## Document excerpt
++++

I have a meeting with a few of my law partners to discuss a few items tomorrow, and I wanted to run a tax strategy by them. But before I do I wanted to make sure I fully understood everything, and there wasn't anything I was missing.

Background
In January of 2016 I became an income partner of a small law firm. Before that I was an associate, getting paid w2 earnings. The law firm is set up as a LLP and pays its partners a semi-monthly salary, equal to 65% of a yearly agreed to amount, with the other 35% paid in quarterly installments (typically referred to as the "tax draw" which is paid at the time of, and used to pay the quarterly estimated tax payments to the fed and state). At the end of the year, anything left over in the firm gets divided among the partners in accordance with the partnership percentages.

Last year I learned the "joy" of paying quarterly taxes, and having to pay Self Employment Tax. I got a small distribution at the end of last year, but no year is a guarantee. A big case could walk through the door tomorrow and $100,000 distribution could be generated by year end, or there could be none. Because the year end is so questionable, in order to avoid penalties on estimated taxes you need to pay the lesser of: a) 90% of the tax on what you think you'll earn this year, or b) 100% of last year's tax. Each year is a giant question mark on what you'll earn, so the only way to avoid penalties is to go with option "b."

Going into year two, I realize how incredibly inefficient this system is, mainly for two reasons: One - I'm paying high SE tax, and Two - I'm always stuck with either paying a large tax at the end of the year (because the distribution was larger than last year's, meaning I under estimated in quarterly taxes) or overpaying in taxes (because the distribution was smaller than last year's, and I had to pay 100% of last year's taxes in quarterly installments). This year, I'm not likely to receive a year end distribution (based on current calculations) but I still have to pay 100% of last year's taxes in quarterly installments (in the event a distribution does come), which ends up being greater than the 35% "tax draw." This puts me in a little bit of a crunch quarterly at the moment (which I can cover by being frugal, but still).

++++

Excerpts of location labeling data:
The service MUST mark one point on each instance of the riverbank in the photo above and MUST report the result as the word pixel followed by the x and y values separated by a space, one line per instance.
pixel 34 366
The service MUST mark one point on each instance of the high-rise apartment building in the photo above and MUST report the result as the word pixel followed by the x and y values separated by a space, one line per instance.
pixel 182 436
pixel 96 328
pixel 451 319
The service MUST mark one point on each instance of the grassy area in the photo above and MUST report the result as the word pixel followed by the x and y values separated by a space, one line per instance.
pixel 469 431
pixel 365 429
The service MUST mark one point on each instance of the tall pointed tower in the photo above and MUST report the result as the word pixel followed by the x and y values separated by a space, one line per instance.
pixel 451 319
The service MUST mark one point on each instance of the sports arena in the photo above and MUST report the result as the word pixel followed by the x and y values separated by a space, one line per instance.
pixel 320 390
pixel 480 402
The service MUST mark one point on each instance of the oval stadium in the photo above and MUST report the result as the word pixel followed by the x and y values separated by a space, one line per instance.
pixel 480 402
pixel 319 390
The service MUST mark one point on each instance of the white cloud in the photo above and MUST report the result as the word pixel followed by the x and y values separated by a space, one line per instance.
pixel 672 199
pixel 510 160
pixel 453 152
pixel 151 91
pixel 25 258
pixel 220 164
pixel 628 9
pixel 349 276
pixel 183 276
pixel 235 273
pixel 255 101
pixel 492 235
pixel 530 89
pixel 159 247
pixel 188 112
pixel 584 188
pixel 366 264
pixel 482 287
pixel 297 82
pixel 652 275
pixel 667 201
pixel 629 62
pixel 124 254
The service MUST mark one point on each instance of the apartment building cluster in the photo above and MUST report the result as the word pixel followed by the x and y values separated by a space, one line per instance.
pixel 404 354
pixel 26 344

++++

## Required task
Pick up the partner tax strategy text where it stops and continue it.

## Answer to the task
Strategy
To avoid these issues, I'd like to propose that each member set up their own "S Corp" and have those S Corp entities be partners of the LLP. The semi-monthly distributions would remain the same, but would be paid to each S Corp instead of to each partner. Each S Corp would be responsible for paying each partner their own "reasonable salary" which could be equal to the 65% regular payments (conceivably) through a payroll service (which would probably cost about $25 a month). At the end of the year, anything the S Corp would have can be turned over to the individual partner (which should equal the 35% estimated "tax draws"). In the end, each partner should save a boatload in taxes in the form of:
1. We'll still be paying the 15% "SE Tax" on the regular 65% (or 7.5% FICA/FUTA and 7.5% SSI/Med with holdings), but wouldn't pay any on the 35% tax draw.
2. The 35% tax draw would be subject to long term capital gains tax as a distribution, subject to 15% taxes rather than ordinary income tax (28% for most of us) AND wouldn't be subject to SE Tax. Tax savings on that amount should be equal to approximately 28% (15% SE savings, plus 28%-15%).
3. You'd avoid the "float" of making estimated taxes on last year's distribution not knowing what this year's distribution is. Instead, if a large distribution comes in, you just pay LTCG tax. If not, you didn't pre-pay anything.

Potential Fights Against
Less money would be generated each month for each partner under this strategy, although significant savings would happen at the end of the year. Using real world numbers:
Old System With No Distribution (using rough numbers)
Draw = $100k ($65k semi monthly, or $2,708.33 per paycheck, and $35k quarterly, or $8,750 each).
Each paycheck = $2,708.33
Yearly tax = $15,000 SE + tax of $16,315 (AGI = $82,150 after Standard Deduction, 1/2 SE tax deduction and 1 exemption)
Total tax = $31,315

Old System with Distribution
Just pay (rough) 43% of any addition distribution in taxes on top of above (15% SE tax, and 28% Ordinary Income) (yes it will be less with deductions, but still)
Distribution = $10,000
Total tax = $35,615

New System With No Distribution (using rough numbers)
Draw to S Corp = $100k ($65k semi monthly, or $2,708.33 twice monthly, and $35k quarterly, or $8,750 each)
Each paycheck before payroll deductions = $2,493.64 ($25 /m payroll service fee + 7.5% FICA/FUTA)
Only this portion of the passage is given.